··· THE DATA ···

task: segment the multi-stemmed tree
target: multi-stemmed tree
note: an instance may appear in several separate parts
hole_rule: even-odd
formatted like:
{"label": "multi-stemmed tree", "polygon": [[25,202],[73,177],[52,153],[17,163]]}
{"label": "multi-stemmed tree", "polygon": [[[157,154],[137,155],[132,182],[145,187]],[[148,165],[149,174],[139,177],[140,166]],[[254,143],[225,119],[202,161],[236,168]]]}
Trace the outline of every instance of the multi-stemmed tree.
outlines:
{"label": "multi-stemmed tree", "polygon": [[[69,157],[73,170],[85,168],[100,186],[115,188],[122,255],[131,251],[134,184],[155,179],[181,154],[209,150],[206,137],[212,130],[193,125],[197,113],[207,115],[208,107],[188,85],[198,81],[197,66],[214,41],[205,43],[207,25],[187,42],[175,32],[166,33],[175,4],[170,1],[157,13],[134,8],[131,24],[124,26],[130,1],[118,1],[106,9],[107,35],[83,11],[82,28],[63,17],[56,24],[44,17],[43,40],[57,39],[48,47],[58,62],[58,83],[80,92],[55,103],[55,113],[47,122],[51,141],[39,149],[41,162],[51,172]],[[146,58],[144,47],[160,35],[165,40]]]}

···
··· THE DATA ···

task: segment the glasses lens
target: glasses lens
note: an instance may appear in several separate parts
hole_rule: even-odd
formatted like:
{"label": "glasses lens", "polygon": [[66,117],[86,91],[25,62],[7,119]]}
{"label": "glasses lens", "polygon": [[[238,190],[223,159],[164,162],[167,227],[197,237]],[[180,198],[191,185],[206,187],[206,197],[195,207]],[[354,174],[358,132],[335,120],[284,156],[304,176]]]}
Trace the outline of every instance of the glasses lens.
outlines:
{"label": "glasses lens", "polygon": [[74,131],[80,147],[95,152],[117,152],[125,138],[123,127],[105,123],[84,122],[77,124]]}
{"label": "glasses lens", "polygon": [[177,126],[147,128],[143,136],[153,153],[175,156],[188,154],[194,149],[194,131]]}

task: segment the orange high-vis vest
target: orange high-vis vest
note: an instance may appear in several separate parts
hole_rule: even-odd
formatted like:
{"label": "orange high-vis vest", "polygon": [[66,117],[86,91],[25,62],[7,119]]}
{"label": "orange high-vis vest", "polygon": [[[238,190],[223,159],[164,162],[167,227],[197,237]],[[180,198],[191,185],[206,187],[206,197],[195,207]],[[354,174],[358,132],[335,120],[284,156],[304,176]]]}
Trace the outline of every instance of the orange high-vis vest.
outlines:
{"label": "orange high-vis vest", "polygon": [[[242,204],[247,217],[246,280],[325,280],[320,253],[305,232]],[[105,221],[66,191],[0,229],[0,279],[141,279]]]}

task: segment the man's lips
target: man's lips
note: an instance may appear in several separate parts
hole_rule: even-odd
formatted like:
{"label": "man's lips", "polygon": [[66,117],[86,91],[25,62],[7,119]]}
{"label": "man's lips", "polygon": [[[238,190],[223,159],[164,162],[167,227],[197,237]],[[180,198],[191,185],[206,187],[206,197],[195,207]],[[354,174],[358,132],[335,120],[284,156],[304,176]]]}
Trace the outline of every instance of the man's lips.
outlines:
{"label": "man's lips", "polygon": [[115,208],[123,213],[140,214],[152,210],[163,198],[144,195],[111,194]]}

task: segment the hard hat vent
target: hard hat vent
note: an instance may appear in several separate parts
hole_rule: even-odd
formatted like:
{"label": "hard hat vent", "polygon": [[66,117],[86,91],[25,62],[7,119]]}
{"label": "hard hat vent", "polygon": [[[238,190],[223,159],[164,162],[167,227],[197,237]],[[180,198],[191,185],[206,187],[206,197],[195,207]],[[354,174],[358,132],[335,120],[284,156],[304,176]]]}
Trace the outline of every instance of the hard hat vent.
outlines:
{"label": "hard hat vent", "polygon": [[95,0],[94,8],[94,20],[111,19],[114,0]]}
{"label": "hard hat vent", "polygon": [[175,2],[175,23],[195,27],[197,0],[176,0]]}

···

Filter the lines above and copy every one that contains the string "Trace". Matching is case-sensitive.

Trace the outline of every instance of the multi-stemmed tree.
Trace the outline of every instance of the glasses lens.
Trace the outline of every instance of the orange high-vis vest.
Trace the outline of every instance of the man's lips.
Trace the outline of every instance of the hard hat vent.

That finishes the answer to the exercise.